» What you have to do: Return only these lines: the one that contains "point: dark object on desk" and every line after it through the end of the listing, exactly, without pictures.

» Material provided:

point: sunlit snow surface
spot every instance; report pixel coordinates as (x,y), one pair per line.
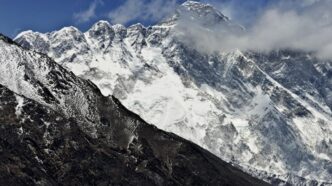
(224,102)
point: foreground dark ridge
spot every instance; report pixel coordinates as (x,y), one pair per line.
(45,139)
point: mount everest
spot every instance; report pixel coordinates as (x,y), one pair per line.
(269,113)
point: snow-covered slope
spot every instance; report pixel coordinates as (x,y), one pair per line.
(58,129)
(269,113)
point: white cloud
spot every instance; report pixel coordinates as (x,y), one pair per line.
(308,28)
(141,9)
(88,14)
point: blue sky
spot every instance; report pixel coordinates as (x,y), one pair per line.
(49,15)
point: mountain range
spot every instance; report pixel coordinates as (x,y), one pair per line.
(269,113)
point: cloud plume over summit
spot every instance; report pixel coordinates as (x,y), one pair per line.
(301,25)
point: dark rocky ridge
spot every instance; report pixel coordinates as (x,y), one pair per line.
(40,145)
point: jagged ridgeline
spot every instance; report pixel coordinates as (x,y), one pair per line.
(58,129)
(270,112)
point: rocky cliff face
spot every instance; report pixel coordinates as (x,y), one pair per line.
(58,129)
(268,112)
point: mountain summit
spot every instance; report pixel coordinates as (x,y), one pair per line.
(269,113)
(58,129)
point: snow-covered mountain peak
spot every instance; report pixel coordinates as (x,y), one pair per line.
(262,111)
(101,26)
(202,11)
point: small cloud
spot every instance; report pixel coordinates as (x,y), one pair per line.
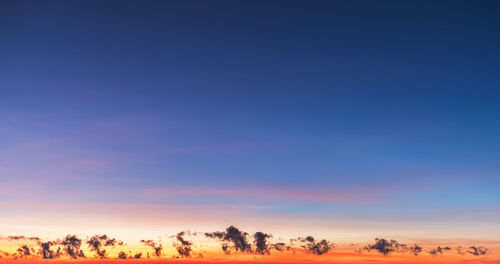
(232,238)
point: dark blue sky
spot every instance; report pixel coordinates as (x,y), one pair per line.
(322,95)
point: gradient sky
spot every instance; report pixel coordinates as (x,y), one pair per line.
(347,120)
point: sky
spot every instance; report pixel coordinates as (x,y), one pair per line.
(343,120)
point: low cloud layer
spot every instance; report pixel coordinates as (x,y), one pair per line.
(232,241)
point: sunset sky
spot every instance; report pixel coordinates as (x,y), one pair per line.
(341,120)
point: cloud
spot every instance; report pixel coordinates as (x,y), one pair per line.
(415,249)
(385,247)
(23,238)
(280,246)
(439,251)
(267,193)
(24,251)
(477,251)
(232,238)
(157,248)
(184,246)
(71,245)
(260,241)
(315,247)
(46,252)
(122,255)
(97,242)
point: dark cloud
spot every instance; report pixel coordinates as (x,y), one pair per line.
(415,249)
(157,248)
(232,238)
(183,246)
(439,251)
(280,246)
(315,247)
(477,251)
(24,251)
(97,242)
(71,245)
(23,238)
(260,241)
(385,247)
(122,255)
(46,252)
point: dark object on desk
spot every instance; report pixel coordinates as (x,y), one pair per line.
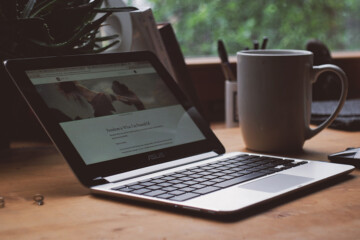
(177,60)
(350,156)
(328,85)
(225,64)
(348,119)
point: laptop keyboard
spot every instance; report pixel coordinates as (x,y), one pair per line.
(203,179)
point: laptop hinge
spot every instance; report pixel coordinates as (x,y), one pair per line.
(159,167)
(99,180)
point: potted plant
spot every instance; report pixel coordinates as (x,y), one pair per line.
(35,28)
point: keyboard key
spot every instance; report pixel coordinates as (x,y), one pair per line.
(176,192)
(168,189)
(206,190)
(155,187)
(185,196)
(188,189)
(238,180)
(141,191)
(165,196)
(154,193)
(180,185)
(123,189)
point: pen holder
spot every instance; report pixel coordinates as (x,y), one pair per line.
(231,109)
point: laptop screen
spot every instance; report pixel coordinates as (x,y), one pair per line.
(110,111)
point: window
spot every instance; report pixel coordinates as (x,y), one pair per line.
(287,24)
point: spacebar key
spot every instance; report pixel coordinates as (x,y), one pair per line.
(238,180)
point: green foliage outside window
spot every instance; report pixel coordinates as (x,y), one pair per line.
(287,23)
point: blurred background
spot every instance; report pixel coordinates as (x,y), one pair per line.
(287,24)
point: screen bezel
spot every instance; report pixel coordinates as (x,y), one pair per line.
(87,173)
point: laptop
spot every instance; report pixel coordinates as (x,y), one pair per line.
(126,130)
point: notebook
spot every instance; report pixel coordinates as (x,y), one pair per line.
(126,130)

» Correct response:
point: dark object on desk
spot every instance; report pixel coordinates as (x,y), one pair per line.
(177,60)
(350,156)
(328,85)
(225,64)
(348,119)
point: laptop keyboard
spot every instance; report pixel coordinates as (x,y), one pair per line.
(203,179)
point: laptop hinge
spot every instance; report pixel coordinates as (x,y), one pair per line.
(159,167)
(99,180)
point: potted plant
spot every instance; report pixel coordinates as (x,y), one pair per line.
(35,28)
point: keyboard key
spot every instance; report pixel coordinates as (x,y), one pair per line.
(176,192)
(168,189)
(206,190)
(155,187)
(185,196)
(188,189)
(238,180)
(141,191)
(165,196)
(154,193)
(180,185)
(123,189)
point: pen holder
spot every instance; report pixel coordinates as (x,y), one pair per line.
(231,109)
point: laptop screen
spot every instance; report pixel coordinates as (x,y), one pair per line.
(110,111)
point: window
spot every instance; report pixel coordinates as (x,y), one pair per line.
(287,24)
point: spacebar key
spot every instance; report pixel coordinates as (x,y), one pair per line.
(238,180)
point: green foliage outside window
spot every instance; report pixel coordinates as (x,y), one pair per line.
(287,23)
point: blurred background
spot every instance; report pixel coordinates as (x,y), one pair per line.
(287,24)
point: screen bezel
spot every instance; report pixel coordinates as (x,y), one pair per line.
(87,173)
point: laptop
spot every instance; report pixel coordinates as (x,y), one pair per line.
(126,130)
point: notebook
spot every instance; report pixel coordinates as (x,y), one pair per line.
(126,130)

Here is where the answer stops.